Problem description
Every line of the records below that has the word "cluster" should be copied.

Input for this task
○ ○ ○

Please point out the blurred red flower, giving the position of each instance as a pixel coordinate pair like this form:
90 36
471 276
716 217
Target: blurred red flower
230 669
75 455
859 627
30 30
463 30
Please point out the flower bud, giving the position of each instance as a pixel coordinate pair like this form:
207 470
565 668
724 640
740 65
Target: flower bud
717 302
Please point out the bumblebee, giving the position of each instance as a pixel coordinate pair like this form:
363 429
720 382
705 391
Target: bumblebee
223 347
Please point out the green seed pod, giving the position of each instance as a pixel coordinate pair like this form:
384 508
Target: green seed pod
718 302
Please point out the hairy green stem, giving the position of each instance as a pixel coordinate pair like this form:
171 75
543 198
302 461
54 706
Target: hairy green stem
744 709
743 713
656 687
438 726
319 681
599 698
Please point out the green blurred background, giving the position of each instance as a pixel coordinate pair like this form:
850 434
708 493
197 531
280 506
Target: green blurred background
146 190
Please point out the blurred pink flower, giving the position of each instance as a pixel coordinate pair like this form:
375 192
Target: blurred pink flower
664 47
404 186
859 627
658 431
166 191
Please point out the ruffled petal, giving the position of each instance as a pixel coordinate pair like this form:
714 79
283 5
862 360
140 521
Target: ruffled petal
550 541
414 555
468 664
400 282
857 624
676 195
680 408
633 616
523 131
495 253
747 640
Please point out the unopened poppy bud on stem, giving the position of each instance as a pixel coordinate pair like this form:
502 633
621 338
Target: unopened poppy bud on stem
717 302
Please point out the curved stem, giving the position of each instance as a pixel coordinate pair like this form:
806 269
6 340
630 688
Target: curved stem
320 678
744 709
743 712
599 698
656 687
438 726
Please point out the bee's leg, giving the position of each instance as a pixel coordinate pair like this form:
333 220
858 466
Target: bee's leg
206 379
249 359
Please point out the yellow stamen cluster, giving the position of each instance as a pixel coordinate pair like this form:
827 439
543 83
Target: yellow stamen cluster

○ ○ ○

Result
Please point out the yellow stamen cluster, giving the position of each instance as a pixel coordinate pair like this form:
Target: yellow stamen cluster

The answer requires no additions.